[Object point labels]
---------------
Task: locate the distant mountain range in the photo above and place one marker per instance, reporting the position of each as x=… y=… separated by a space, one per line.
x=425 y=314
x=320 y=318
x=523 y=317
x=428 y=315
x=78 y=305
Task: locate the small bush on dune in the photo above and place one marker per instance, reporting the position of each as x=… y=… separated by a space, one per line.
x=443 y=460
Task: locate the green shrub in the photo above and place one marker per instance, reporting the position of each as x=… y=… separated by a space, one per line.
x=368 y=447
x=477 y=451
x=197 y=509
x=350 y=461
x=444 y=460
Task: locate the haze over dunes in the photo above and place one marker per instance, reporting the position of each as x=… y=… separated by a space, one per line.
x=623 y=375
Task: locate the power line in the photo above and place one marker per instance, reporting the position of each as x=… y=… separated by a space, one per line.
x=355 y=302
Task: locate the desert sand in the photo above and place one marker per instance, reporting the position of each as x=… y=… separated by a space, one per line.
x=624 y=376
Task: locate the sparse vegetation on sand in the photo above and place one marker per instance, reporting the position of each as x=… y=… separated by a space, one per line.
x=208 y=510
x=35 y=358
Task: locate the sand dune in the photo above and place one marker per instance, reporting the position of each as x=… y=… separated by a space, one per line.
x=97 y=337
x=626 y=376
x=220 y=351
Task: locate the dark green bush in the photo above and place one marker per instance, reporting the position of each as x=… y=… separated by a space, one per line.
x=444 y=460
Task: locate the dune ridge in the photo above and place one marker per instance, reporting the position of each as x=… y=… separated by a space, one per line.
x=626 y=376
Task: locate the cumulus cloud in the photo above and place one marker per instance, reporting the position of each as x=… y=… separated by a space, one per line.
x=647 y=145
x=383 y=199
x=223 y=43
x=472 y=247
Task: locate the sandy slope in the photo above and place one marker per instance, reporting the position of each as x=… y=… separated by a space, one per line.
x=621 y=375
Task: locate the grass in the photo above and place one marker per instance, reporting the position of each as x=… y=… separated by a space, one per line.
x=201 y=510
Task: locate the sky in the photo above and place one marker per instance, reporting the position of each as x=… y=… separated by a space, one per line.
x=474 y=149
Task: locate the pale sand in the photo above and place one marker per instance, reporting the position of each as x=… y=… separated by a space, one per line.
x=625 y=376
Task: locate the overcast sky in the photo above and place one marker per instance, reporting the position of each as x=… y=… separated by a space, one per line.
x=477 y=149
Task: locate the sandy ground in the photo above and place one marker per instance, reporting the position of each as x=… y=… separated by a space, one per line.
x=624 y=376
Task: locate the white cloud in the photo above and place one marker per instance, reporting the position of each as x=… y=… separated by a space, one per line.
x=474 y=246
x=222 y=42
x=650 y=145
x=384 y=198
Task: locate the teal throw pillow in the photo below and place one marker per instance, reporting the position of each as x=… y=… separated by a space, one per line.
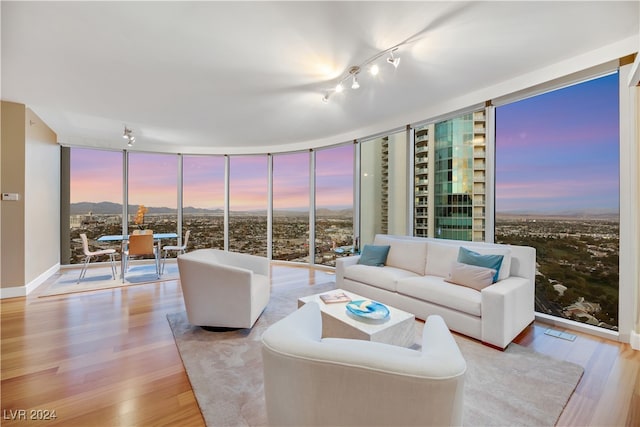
x=375 y=255
x=470 y=257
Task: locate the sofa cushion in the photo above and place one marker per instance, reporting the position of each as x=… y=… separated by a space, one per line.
x=492 y=261
x=471 y=276
x=381 y=277
x=405 y=254
x=375 y=255
x=489 y=249
x=435 y=290
x=439 y=258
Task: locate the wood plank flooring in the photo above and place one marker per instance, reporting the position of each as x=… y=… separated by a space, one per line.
x=108 y=358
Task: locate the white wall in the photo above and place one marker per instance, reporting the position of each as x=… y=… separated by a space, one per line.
x=42 y=199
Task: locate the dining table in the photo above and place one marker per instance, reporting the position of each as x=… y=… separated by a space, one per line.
x=124 y=237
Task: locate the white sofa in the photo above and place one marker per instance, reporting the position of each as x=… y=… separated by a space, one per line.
x=224 y=289
x=311 y=381
x=414 y=279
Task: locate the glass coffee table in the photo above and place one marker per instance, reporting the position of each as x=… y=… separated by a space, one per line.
x=398 y=328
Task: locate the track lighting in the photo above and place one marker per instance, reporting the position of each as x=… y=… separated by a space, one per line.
x=128 y=135
x=353 y=71
x=392 y=60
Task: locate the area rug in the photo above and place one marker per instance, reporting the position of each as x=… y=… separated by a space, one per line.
x=101 y=278
x=517 y=387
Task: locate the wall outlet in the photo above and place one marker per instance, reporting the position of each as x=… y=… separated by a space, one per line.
x=10 y=196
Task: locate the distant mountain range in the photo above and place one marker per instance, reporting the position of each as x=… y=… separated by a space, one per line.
x=599 y=214
x=109 y=208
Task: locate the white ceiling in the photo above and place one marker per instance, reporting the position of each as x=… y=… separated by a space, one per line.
x=247 y=77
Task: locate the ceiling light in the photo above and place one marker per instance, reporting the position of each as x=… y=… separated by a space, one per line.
x=353 y=71
x=128 y=135
x=392 y=60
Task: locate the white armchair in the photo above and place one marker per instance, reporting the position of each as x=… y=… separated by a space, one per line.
x=309 y=380
x=224 y=289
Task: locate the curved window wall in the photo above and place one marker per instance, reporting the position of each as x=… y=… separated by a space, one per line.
x=383 y=186
x=290 y=232
x=152 y=192
x=95 y=194
x=452 y=170
x=334 y=234
x=203 y=200
x=557 y=189
x=248 y=204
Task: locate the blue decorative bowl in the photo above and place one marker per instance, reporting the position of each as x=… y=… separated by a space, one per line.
x=368 y=309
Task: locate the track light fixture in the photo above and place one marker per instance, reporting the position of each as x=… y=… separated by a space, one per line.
x=392 y=60
x=128 y=135
x=353 y=71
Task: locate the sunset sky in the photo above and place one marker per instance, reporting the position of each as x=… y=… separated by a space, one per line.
x=554 y=152
x=560 y=151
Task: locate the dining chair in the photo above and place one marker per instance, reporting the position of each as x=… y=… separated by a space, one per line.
x=178 y=249
x=140 y=245
x=136 y=232
x=88 y=254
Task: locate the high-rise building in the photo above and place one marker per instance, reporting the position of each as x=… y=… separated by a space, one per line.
x=450 y=180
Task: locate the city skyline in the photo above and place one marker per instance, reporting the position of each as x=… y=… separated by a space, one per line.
x=555 y=152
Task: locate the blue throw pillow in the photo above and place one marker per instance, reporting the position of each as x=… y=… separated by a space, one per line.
x=467 y=256
x=375 y=255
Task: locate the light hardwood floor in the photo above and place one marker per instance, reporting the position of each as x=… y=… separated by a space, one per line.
x=108 y=358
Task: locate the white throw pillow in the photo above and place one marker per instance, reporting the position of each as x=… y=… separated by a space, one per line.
x=439 y=258
x=405 y=254
x=470 y=276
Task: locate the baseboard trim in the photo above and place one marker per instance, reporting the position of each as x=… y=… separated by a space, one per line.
x=23 y=291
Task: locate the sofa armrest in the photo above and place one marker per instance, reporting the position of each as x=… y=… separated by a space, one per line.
x=439 y=344
x=254 y=263
x=342 y=264
x=507 y=308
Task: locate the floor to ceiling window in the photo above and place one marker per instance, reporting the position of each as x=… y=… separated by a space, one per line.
x=383 y=186
x=248 y=204
x=96 y=199
x=290 y=235
x=334 y=203
x=203 y=201
x=557 y=189
x=450 y=164
x=153 y=193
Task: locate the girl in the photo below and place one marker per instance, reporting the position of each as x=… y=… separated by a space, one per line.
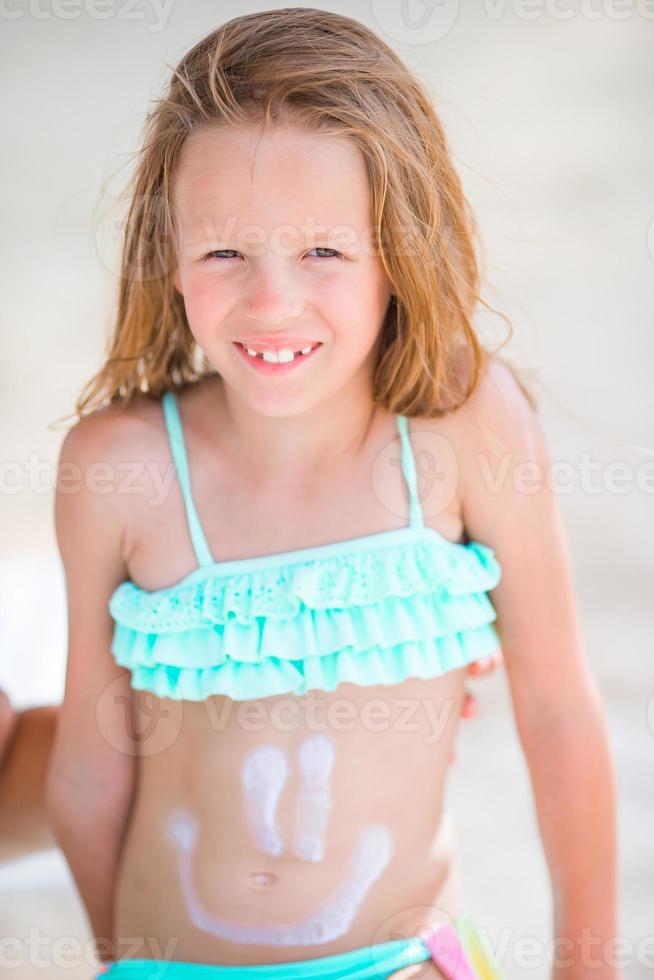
---------------
- EXERCISE DIRECTIONS
Update all of the data above by replacing "separated by a space" with "separated by a comma" and keeping everything else the same. Leave the pictures out of your answer.

- WRITTEN REPLY
Task: locate the distant mountain range in the photo above and place one marker per instance, reporting the position of each as x=… y=… separated by a comma, one per line.
x=425 y=314
x=320 y=318
x=523 y=317
x=428 y=315
x=78 y=305
Task: locate the small bush on dune in the photo above and place one marker per instance, reporting the position of each as x=… y=… separated by a comma, one per line.
x=443 y=460
Task: locate the green shrub in the photo above and place one marker per instance, reporting the position of each as x=… y=… separated by a comma, one per line.
x=368 y=447
x=477 y=451
x=197 y=509
x=350 y=461
x=444 y=460
Task: locate the haze over dunes in the photo above and place one marker per instance, reporting the position of each as x=… y=… separated by a comma, one per line.
x=623 y=375
Task: locate the power line in the photo above and place one marker per instance, reporting the position of each as x=… y=… separated by a comma, one per line.
x=355 y=302
Task: locate the desert sand in the photo above and place one marker per instance, reporting the position of each as x=… y=… separated by a comma, one per line.
x=624 y=376
Task: locate the sparse vegetation on sand in the photo above and place one marker per instance, reporting the position of each as x=… y=… separated by a comma, one per line.
x=208 y=510
x=35 y=358
Task: locate the sand dune in the photo above and place one marker per instance, reporting the position of each as x=… y=… separated by a comma, one per line.
x=97 y=337
x=626 y=376
x=220 y=351
Task: locate the dark green bush in the photo above and place one marker per instance, reporting the position of each as x=… y=… separated by a comma, one per line.
x=444 y=460
Task: locate the dune ridge in the photo above and place one marker per instance, reporting the position of each as x=… y=… separated by a comma, one per line.
x=626 y=376
Task: locate the cumulus cloud in the photo above and place one marker per instance, reporting the position of each as x=… y=… separated by a comma, one per line.
x=647 y=145
x=383 y=199
x=223 y=43
x=472 y=247
Task: locate the sandy slope in the photo above and place one marker per instance, reporting the position of each as x=… y=… separated by a comma, one per line.
x=621 y=375
Task: locate the grass in the photo above and place one marker per instance, reporting the position of each as x=… y=… separated by a comma, one per line.
x=201 y=510
Task: locate the sky in the photo above and place one marker per instance, reporting the position of each as x=… y=… separated by a comma, one per line.
x=474 y=149
Task: locate the pale sand in the photo above and place one marker per instance, reporting the position of each as x=… y=… separated by a comma, one per line.
x=625 y=376
Task: locate the overcast sky in the photo above and place one marker per instance, reporting the position of each as x=… y=… separated by a comma, one per line.
x=477 y=149
Task: locate the sandy ground in the photo above and place one marker per instance, reporting the position of each as x=… y=… separated by a comma, one per line.
x=624 y=376
Task: locate the white cloud in the photo above and place one marker per instance, reporting the position of each as x=… y=… separated by a comma, one per line.
x=474 y=246
x=222 y=42
x=650 y=145
x=384 y=198
Task: locate the teal throw pillow in the photo below and place one marker per instance, reporting the position of each as x=… y=… separated by a comma, one per line.
x=375 y=255
x=470 y=257
Task: locate the sofa cushion in the photo above and place one marker per instance, reporting the position of each as x=… y=… separated by a comma, one per line.
x=492 y=261
x=471 y=276
x=381 y=277
x=405 y=254
x=375 y=255
x=489 y=249
x=435 y=290
x=439 y=258
Task: locate the wood plank flooring in the photo above and place one marker per instance, reporting the position of each as x=… y=… separated by a comma, one per line.
x=108 y=358
Task: locate the white wall in the photo above and place one marker per instance, reporting the position of each as x=… y=… separated by a comma, one per line.
x=42 y=199
Task: locate the dining table in the photo above and place one marker per instance, reporting the position of each as x=… y=… separated by a comma, one per line.
x=124 y=237
Task: locate the white sofa in the photo above and place one marker per instance, reporting the position of each as x=… y=… separated by a comma, one per line.
x=224 y=289
x=311 y=381
x=414 y=279
Task: locate the glass coffee table in the photo above and place one marker per instance, reporting the position of each as x=… y=… separated by a comma, one per line.
x=398 y=328
Task: locate the track lighting in the photo above and place one marker per instance, reporting the position of each as x=… y=… separated by a comma, one per line.
x=128 y=135
x=353 y=71
x=392 y=60
Task: locate the area rug in the photo above and place one marker per instance, reporting the position of each as x=… y=… separated by a comma, one per line.
x=101 y=278
x=517 y=387
Task: locate the wall outlet in the photo above and place one marker per instance, reporting the position of each as x=… y=… separated by a comma, one per line.
x=10 y=196
Task: locate the distant mountain range in the photo above and place one marker per instance, reporting the position of each as x=… y=… separated by a comma, one per line.
x=599 y=214
x=109 y=208
Task: locate the white ceiling in the photo above and place one marker per instance, reporting the position of each as x=… y=… separated by a comma, one per line.
x=247 y=77
Task: locate the ceiling light in the photo above and place one marker per instance, reporting the position of each as x=… y=… separated by a comma, one per line.
x=353 y=71
x=128 y=135
x=392 y=60
Task: locate the white armchair in the photo above and place one marker per instance, reporting the position of each as x=… y=… separated by a comma, one per line.
x=309 y=380
x=224 y=289
Task: locate the curved window wall in the photo above and place one marker per instance, reporting the position of each as x=… y=… separated by a comma, one per line.
x=383 y=186
x=290 y=232
x=152 y=192
x=95 y=194
x=452 y=170
x=334 y=234
x=203 y=200
x=557 y=189
x=248 y=204
Task: locate the blue decorative bowl in the photo above and place one marker per instance, reporting the position of each as x=… y=… separated by a comma, one per line.
x=368 y=309
Task: locate the track light fixture in the photo above and place one marker per instance, reporting the position of each as x=… y=… separated by a comma, one per line.
x=392 y=60
x=128 y=135
x=353 y=71
Task: locate the sunset sky in the photo above and place one marker per instance, reporting the position of each as x=… y=… separated by a comma, one per line.
x=554 y=152
x=560 y=151
Task: locate the dining chair in the photo above and place one marker per instance, reporting the position of each as x=… y=… separated by a comma, one per line.
x=178 y=249
x=140 y=245
x=136 y=232
x=88 y=254
Task: locate the high-rise building in the photo above and place one marker per instance, reporting the position of each as x=… y=… separated by a comma, one per line.
x=450 y=180
Task: locate the city skyline in the photo above and place one marker per instance, reporting the position of each as x=… y=… separated by a comma, one per line.
x=555 y=152
Task: locate the blue throw pillow in the photo above and place one marker per instance, reporting the position of each as x=… y=… separated by a comma, one per line.
x=467 y=256
x=375 y=255
Task: locate the light hardwood floor in the photo above and place one marker per instance, reporting the position of each as x=… y=… separated by a comma, one per line.
x=108 y=358
Task: locate the white throw pillow in the photo above and place one marker per instance, reporting the position of each as x=… y=… separated by a comma, one per line.
x=439 y=258
x=405 y=254
x=470 y=276
Task: locate the baseboard trim in the photo above and place one marker per instance, reporting the position of each as x=… y=… separated by a comma, one per line.
x=23 y=291
Task: locate the sofa armrest in the photo above and place one marker per instance, reporting the position of each as x=… y=… separated by a comma, one per line.
x=439 y=344
x=254 y=263
x=342 y=264
x=507 y=308
Task: locate the floor to ceiling window in the photo above and place one marker per instance, reporting the position of each as x=… y=… separated by a comma, one per line.
x=383 y=186
x=248 y=204
x=96 y=199
x=290 y=235
x=334 y=203
x=203 y=201
x=557 y=189
x=450 y=164
x=153 y=193
Task: locate the girl in the photo below and place one marker per instance, reporting the position of each as x=… y=… separated by a comma, one per line.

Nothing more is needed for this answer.